**EXERCISE DESCRIPTION**
List every line of the data that contains the string "concrete". Matching is case-sensitive.

(Source data)
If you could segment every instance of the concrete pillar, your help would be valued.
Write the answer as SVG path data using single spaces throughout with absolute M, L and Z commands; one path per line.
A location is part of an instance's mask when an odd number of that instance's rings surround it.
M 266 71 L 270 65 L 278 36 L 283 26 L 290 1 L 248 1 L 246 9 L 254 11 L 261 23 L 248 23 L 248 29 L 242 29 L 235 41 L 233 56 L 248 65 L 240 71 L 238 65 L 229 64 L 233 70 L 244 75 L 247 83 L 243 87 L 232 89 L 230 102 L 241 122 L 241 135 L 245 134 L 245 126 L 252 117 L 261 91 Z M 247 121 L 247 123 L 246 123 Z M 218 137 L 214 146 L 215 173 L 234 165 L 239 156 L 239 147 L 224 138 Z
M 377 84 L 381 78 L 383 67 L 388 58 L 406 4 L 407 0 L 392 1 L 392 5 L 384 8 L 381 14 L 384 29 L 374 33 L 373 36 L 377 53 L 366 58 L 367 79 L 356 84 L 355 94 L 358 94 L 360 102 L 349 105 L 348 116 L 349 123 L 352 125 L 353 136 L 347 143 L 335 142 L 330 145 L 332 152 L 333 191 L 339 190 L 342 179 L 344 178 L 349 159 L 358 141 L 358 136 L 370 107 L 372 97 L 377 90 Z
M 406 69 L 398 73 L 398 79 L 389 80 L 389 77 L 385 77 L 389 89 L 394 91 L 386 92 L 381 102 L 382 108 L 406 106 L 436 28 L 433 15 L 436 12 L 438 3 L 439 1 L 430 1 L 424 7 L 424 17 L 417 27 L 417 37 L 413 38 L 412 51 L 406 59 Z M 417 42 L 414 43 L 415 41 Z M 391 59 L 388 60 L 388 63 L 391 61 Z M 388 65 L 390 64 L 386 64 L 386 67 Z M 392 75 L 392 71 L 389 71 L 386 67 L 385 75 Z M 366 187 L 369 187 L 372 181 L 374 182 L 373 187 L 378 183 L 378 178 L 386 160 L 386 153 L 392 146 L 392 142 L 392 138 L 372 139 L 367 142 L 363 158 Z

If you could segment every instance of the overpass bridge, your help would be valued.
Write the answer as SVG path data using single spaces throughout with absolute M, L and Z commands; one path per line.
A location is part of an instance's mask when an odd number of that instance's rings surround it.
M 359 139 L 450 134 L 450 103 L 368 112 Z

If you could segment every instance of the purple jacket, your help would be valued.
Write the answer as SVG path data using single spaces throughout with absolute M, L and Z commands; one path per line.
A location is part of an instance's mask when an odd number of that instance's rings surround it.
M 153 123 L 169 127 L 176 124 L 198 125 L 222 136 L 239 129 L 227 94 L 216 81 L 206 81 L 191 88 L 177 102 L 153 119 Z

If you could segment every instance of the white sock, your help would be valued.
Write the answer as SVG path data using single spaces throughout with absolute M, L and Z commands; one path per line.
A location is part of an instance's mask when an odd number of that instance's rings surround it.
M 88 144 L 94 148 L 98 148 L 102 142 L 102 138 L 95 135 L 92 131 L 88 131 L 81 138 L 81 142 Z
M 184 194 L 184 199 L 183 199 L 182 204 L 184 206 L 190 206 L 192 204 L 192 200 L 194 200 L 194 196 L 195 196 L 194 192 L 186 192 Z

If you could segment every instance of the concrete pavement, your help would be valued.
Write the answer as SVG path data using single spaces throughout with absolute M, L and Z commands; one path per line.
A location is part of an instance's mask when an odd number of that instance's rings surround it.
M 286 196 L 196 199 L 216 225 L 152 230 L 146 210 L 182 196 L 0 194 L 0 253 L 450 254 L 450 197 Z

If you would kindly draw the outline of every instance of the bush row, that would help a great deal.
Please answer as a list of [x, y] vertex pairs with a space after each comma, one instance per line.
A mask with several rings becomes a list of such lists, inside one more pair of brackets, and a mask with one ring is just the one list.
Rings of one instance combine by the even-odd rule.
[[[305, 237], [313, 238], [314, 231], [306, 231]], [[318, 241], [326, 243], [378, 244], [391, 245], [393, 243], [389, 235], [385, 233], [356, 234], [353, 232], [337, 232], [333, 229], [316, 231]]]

==

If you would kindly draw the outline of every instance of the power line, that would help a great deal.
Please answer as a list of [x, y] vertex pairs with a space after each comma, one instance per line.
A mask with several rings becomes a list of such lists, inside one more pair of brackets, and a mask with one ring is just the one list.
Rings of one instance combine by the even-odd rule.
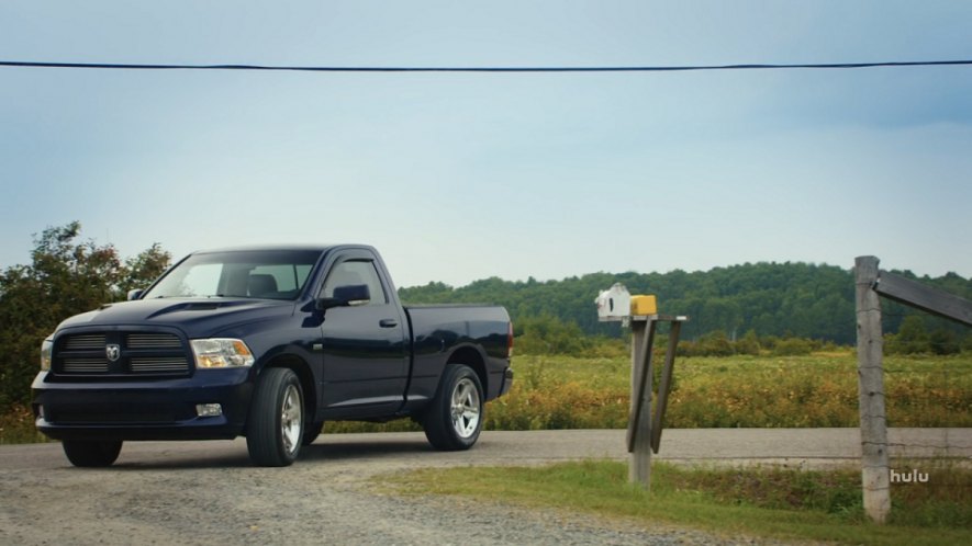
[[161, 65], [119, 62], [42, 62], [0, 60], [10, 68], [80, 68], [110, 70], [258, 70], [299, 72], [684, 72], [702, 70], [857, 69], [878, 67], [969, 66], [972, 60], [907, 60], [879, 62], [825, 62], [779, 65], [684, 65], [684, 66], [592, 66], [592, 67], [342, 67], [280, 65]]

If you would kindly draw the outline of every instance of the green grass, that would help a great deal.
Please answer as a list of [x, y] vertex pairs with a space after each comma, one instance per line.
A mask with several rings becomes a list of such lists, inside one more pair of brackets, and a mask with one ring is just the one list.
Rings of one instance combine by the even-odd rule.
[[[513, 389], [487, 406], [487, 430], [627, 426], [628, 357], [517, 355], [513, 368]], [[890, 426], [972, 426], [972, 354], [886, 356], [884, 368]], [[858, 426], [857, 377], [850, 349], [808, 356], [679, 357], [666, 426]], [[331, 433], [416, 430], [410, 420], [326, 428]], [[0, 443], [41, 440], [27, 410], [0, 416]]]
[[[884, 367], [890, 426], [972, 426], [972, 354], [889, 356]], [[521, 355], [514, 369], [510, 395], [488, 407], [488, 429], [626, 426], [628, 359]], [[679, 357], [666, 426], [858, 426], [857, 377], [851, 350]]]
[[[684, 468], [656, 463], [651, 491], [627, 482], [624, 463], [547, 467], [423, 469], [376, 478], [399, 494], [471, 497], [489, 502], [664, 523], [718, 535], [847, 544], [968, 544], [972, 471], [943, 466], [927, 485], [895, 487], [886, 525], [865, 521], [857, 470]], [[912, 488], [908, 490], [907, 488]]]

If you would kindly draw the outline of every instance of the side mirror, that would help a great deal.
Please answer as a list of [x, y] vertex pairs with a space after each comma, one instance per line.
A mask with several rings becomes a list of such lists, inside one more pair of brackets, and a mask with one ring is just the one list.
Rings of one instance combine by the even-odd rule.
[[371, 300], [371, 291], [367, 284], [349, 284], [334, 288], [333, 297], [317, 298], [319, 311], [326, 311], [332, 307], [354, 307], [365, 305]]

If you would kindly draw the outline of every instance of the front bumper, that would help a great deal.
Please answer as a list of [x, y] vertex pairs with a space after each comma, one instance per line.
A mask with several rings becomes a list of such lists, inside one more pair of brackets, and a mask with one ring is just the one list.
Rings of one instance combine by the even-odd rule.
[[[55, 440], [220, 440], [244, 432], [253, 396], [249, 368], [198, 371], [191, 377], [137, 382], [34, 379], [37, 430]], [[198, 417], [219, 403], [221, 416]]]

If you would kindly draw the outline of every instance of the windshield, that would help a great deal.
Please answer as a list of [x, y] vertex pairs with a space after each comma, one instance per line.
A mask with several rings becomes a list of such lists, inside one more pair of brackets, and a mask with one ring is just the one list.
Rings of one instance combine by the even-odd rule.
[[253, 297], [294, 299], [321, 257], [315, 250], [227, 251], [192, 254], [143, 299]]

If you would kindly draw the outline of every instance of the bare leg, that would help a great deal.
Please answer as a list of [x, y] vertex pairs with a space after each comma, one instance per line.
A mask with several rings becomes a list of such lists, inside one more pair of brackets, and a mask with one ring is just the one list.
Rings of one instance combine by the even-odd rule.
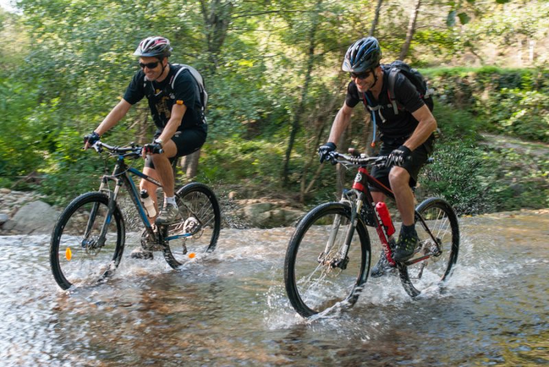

**REPLY TO THE EXERCISE**
If you could segment every instance of the concrete pillar, your help would be valued.
If you could segment every instance of the concrete pavement, your help would be valued.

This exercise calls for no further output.